◆ **WORK INSTRUCTIONS**: Please copy exactly the part of the records below that opens with the line containing "Note for the class: annotate every instance of the refrigerator" and closes with the line containing "Note for the class: annotate every instance of the white ceiling", leaving out any pictures.

>>>

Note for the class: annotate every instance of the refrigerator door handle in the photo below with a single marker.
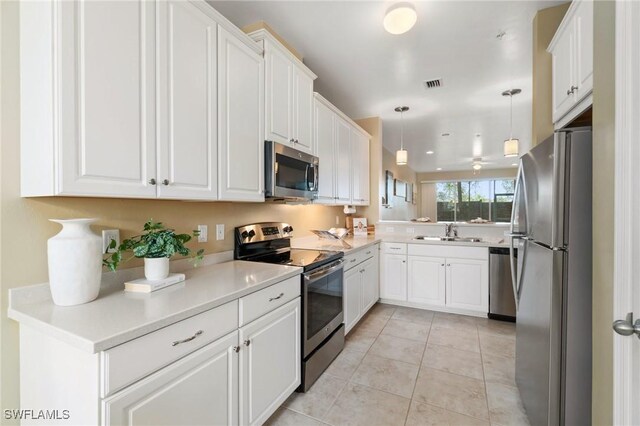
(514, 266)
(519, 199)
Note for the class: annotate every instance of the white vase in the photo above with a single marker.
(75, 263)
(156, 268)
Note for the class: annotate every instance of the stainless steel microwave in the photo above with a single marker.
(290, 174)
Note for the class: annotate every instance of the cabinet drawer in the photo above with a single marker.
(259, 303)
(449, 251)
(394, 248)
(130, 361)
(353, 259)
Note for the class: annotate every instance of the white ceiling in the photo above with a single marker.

<<<
>>>

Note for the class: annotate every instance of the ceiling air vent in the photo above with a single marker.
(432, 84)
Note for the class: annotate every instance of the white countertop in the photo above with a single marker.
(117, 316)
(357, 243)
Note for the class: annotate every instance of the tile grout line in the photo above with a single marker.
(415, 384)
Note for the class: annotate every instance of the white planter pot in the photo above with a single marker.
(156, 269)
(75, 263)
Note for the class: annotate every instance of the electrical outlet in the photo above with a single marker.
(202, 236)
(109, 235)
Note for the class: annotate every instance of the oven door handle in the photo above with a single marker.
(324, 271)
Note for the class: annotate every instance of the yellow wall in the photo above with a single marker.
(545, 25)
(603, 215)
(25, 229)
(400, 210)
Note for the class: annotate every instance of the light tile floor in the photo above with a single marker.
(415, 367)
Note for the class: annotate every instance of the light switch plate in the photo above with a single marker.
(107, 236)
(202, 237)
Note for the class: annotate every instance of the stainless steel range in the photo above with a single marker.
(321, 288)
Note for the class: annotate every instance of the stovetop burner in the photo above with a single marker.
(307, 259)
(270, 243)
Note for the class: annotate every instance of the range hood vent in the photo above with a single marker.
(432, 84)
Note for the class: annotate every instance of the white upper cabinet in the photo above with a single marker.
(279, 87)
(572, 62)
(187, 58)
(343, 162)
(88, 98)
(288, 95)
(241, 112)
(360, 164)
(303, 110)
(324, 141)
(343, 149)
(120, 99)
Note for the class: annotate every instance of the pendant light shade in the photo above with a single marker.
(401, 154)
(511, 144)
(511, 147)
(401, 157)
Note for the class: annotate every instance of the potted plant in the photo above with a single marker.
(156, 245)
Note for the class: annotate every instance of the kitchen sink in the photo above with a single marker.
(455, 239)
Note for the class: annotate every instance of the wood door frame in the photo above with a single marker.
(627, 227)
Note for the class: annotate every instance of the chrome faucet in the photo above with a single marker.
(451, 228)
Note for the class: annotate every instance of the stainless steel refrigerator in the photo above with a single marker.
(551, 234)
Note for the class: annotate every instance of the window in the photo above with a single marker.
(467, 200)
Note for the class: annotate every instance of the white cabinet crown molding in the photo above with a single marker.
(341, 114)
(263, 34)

<<<

◆ **ANSWER FOR THIS EXERCISE**:
Note for the class: annotate every instance of the refrigerator door handle in the photo below with a single marker.
(514, 266)
(519, 199)
Note for the class: annotate every instance of the white vase in the photo above with a single marker.
(75, 263)
(156, 268)
Note for the class: annotate every instance of the stainless steel microwave in the photo above with a single marker.
(290, 174)
Note for the class: annotate every instance of the cabinet drawer in the photo above with a single marker.
(259, 303)
(449, 251)
(394, 248)
(130, 361)
(353, 259)
Note for the class: annotate every instance of the white ceiling in the photo above with a single marker.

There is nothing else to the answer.